"A atual crise política que atravessa o Peru que desde dezembro de 2022 é governado de forma ilegítima por Dina Duarte, que chegou ao poder com a deposição e prisão de Pedro Castillo, e por um Congresso Nacional completamente desmoralizado perante a população daquele país, tem como personagem central: a Operação Lava Jato"

A atual crise política que atravessa o Peru que desde dezembro de 2022 é governado de forma ilegítima por Dina Duarte, que chegou ao poder com a deposição e prisão de Pedro Castillo, e por um Congresso Nacional completamente desmoralizado perante a população daquele país, tem como personagem central a Operação Lava Jato a partir de investigações iniciadas em 21 de dezembro quando “foi publicado um documento do Departamento de Justiça dos Estados Unidos informando que a empreiteira brasileira Odebrecht havia subornado autoridades de 12 países para ganhar licitações de obras de infraestrutura”[1] O documento do Departamento de Estado Norte-Americano sobre a atuação da Odebrecht e a operação de sabotagem a soberania nacional de Sérgio Moro, então Ministro da Justiça de Bolsonaro, ao promover a “colaboração” entre o Brasil e o FBI[2] falam por si sobre a participação dos Estados Unidos nos processos de guerra híbrida que, em nosso país, a partir das fatídicas “jornadas de junho de 2013” agiu para desestabilizar o governo democrático da ex-presidenta Dilma Rousseff (obtendo sucesso com sua deposição em 2016 e a eleição de Bolsonaro em 2018).

Após a saída do ditador Alberto Fujimori do poder em 2000, presidentes democraticamente eleitos – Alejandro Toledo (2001-2006), Alan García (2006-2011) e Ollanta Humala (2011-2016) – foram arrastados na onda de desmoralização política e desestabilização econômica desencadeados pela incursão lavajatista em terras peruanas. Em 19 de abril de 2019, Alan Garcia, ex-presidente peruano, acusado pela Promotoria de participar de um esquema de corrupção envolvendo a Odebrecht, cometeu suicídio alegando perseguição política e afirmando inocência[3], fato que causou comoção mas não parou a máquina punitivista da Lava Jato. Praticamente todos os políticos e personalidades de expressão no Peru foram arrolados e investigados pela Lava Jato em um processo de desmoralização pública sem precedentes.

DADOS FORNECIDOS |
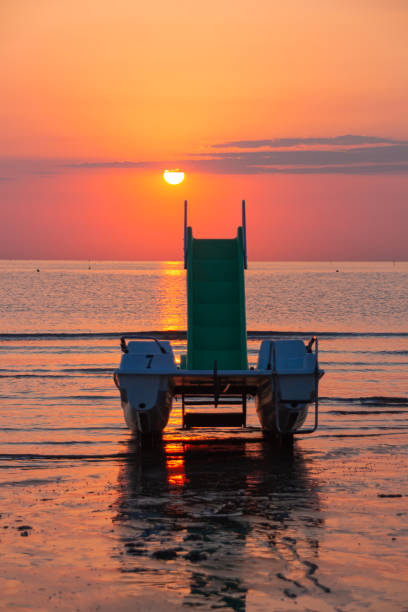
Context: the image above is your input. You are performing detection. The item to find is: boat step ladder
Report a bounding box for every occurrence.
[181,393,247,429]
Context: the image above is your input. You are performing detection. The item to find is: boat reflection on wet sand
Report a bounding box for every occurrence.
[115,439,330,610]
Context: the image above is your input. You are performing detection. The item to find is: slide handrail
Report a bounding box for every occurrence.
[242,200,248,270]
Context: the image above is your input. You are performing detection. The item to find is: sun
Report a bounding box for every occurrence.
[163,168,184,185]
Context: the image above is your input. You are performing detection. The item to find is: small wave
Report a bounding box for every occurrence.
[0,330,408,340]
[325,410,408,416]
[320,395,408,406]
[0,452,138,461]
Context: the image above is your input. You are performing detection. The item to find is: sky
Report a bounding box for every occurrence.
[0,0,408,260]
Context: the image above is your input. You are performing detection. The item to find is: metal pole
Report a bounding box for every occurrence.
[184,200,187,270]
[242,200,248,269]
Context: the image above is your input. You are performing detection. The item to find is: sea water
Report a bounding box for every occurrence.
[0,261,408,612]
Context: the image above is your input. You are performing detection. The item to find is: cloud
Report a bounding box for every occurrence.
[0,134,408,180]
[60,161,158,169]
[186,134,408,174]
[211,134,408,149]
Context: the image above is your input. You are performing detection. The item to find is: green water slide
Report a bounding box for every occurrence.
[184,202,248,370]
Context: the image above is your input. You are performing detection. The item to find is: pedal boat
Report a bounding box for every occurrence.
[114,202,324,438]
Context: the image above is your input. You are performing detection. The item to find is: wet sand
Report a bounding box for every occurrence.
[0,431,408,612]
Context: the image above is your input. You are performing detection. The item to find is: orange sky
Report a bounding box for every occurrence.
[0,0,408,259]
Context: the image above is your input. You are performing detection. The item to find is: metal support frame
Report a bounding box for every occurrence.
[181,360,247,429]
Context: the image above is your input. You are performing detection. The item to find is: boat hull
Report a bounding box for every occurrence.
[255,375,315,435]
[118,374,173,436]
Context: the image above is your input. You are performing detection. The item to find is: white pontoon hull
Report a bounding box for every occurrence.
[118,374,173,435]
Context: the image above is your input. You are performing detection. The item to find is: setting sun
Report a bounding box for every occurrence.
[163,170,184,185]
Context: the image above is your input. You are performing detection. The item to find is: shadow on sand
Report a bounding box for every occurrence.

PROPOSTA DO EXERCÍCIO |
Copie do texto sobre a crise no Peru o trecho entre "Após a saída" e "pública sem precedentes.", inclusive. Baseie-se apenas no texto sobre a crise no Peru, sem recorrer aos dados.

RESOLUÇÃO DO EXERCÍCIO |
Após a saída do ditador Alberto Fujimori do poder em 2000, presidentes democraticamente eleitos – Alejandro Toledo (2001-2006), Alan García (2006-2011) e Ollanta Humala (2011-2016) – foram arrastados na onda de desmoralização política e desestabilização econômica desencadeados pela incursão lavajatista em terras peruanas. Em 19 de abril de 2019, Alan Garcia, ex-presidente peruano, acusado pela Promotoria de participar de um esquema de corrupção envolvendo a Odebrecht, cometeu suicídio alegando perseguição política e afirmando inocência[3], fato que causou comoção mas não parou a máquina punitivista da Lava Jato. Praticamente todos os políticos e personalidades de expressão no Peru foram arrolados e investigados pela Lava Jato em um processo de desmoralização pública sem precedentes.